[Dataset excerpts on object pointing]
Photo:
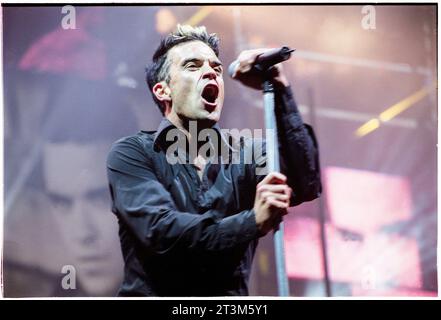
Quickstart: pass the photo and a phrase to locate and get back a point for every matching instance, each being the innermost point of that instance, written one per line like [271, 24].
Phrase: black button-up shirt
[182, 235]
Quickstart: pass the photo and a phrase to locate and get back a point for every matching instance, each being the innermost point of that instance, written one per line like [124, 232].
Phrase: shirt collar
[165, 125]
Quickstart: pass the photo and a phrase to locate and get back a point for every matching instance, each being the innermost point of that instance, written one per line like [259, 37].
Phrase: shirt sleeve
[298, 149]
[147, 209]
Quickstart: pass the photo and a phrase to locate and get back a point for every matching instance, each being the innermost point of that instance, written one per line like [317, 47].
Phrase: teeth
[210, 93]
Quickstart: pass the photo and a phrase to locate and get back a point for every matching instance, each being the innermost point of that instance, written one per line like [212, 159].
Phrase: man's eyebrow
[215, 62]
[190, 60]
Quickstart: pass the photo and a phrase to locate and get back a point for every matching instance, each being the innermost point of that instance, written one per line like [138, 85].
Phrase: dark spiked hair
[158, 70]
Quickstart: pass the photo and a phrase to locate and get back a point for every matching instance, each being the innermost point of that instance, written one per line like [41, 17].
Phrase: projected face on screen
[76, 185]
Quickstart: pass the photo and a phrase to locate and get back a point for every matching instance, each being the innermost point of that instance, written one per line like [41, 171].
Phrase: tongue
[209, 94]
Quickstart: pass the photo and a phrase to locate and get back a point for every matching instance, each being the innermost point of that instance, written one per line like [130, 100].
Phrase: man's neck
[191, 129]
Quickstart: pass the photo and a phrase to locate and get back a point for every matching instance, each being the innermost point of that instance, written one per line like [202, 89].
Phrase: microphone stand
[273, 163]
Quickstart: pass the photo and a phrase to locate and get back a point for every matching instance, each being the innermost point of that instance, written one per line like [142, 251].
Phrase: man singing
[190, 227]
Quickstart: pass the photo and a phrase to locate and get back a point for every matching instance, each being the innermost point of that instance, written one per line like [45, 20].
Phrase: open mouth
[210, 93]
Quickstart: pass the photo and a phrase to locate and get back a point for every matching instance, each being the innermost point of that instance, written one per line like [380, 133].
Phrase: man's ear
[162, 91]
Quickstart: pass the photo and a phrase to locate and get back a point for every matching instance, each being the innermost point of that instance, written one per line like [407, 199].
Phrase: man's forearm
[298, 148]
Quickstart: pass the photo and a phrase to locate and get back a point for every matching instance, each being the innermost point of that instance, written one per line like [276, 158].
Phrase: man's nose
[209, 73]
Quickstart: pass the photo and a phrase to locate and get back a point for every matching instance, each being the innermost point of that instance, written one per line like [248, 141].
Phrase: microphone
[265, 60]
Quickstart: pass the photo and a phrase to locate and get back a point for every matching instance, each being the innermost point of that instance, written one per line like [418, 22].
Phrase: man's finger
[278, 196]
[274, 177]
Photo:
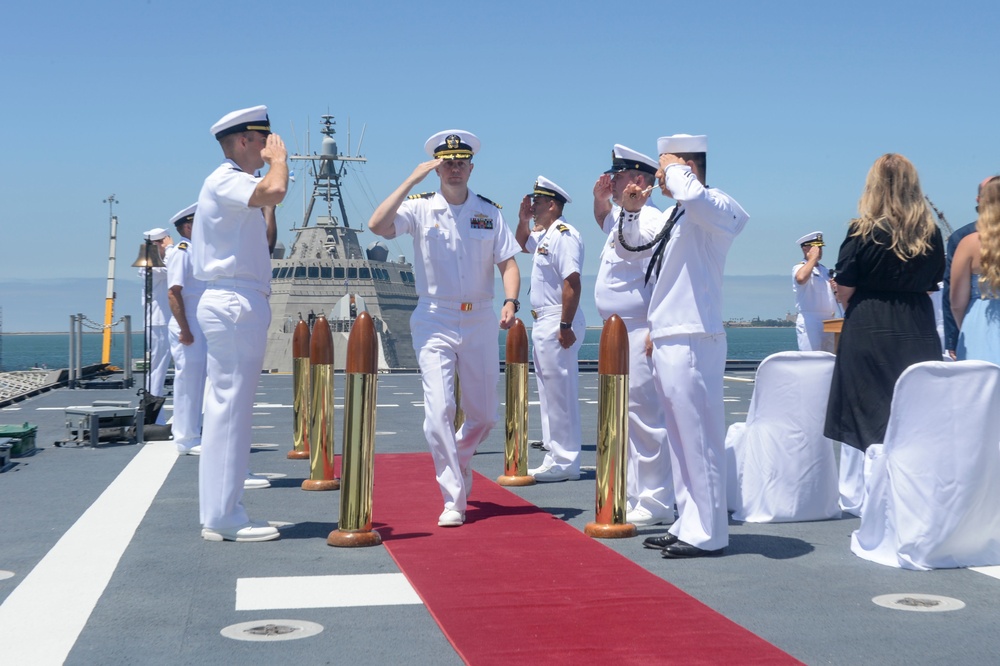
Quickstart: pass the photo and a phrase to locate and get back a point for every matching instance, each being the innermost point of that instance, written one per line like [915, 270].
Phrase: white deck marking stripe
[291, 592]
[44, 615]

* * *

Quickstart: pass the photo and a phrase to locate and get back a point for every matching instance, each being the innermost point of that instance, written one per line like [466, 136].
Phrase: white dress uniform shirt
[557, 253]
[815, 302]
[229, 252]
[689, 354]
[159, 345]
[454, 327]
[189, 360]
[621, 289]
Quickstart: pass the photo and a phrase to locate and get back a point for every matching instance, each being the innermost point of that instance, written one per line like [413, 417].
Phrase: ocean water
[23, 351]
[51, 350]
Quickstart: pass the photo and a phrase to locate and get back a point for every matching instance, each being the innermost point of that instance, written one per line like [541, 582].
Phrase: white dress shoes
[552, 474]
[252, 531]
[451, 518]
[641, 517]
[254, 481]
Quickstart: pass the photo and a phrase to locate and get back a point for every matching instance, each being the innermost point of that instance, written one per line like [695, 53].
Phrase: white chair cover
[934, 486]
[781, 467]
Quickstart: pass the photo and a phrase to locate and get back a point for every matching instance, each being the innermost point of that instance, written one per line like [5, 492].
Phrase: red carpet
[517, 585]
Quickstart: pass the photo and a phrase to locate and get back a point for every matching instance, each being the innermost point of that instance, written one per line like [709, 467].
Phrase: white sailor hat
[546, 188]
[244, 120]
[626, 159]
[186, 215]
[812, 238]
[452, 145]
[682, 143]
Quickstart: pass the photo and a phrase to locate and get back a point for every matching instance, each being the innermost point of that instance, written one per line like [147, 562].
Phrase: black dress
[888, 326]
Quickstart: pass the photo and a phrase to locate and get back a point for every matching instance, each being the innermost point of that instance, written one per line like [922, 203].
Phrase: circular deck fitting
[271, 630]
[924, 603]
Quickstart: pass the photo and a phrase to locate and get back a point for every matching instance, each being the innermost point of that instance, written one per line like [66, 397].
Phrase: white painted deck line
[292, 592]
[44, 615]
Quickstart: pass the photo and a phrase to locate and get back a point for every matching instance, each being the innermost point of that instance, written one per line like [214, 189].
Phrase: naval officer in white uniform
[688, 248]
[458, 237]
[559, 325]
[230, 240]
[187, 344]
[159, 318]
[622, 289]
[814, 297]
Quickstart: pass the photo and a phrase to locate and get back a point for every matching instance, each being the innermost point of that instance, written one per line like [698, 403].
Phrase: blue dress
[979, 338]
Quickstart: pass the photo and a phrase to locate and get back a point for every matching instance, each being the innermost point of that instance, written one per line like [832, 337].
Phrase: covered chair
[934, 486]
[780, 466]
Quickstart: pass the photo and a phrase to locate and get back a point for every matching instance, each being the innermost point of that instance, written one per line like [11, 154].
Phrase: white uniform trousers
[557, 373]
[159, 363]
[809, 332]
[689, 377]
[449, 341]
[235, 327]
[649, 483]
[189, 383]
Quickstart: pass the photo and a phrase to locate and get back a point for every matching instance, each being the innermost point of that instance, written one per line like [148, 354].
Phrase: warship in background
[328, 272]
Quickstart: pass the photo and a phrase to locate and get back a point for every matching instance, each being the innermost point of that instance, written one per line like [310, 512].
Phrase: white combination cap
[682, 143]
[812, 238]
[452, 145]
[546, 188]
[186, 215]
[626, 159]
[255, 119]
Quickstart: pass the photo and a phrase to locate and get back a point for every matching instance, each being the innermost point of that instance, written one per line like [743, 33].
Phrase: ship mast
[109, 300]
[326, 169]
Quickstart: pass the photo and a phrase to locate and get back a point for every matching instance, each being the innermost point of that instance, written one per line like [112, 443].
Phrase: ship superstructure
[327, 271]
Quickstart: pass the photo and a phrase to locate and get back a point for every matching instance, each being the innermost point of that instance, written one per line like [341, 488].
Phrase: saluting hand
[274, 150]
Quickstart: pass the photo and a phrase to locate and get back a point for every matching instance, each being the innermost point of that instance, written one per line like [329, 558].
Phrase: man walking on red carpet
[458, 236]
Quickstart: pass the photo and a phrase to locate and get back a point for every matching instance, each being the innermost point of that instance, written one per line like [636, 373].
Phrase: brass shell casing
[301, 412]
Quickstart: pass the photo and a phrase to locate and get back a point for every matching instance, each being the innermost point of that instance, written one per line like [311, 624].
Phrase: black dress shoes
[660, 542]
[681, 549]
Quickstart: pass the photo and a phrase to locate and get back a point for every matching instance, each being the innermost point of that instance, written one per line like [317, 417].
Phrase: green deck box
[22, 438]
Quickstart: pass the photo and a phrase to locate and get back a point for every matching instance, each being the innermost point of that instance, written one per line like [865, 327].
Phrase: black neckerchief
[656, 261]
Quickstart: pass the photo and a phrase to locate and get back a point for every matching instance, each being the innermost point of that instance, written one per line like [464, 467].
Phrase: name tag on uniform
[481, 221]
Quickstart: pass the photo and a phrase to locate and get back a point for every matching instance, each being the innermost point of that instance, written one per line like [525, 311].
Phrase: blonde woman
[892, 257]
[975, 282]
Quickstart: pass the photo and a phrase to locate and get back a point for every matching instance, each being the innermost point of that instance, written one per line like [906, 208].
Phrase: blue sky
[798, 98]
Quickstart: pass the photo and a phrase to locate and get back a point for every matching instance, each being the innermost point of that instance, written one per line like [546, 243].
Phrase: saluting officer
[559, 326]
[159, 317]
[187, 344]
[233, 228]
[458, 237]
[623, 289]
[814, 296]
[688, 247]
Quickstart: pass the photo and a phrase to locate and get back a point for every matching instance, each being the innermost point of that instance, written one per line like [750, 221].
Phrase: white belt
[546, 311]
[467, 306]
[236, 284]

:: SHORT PROBLEM ::
Report how many lines above contain the string "carpet". Reply with the number alone.

:: OUTPUT FOR THIS EXERCISE ::
2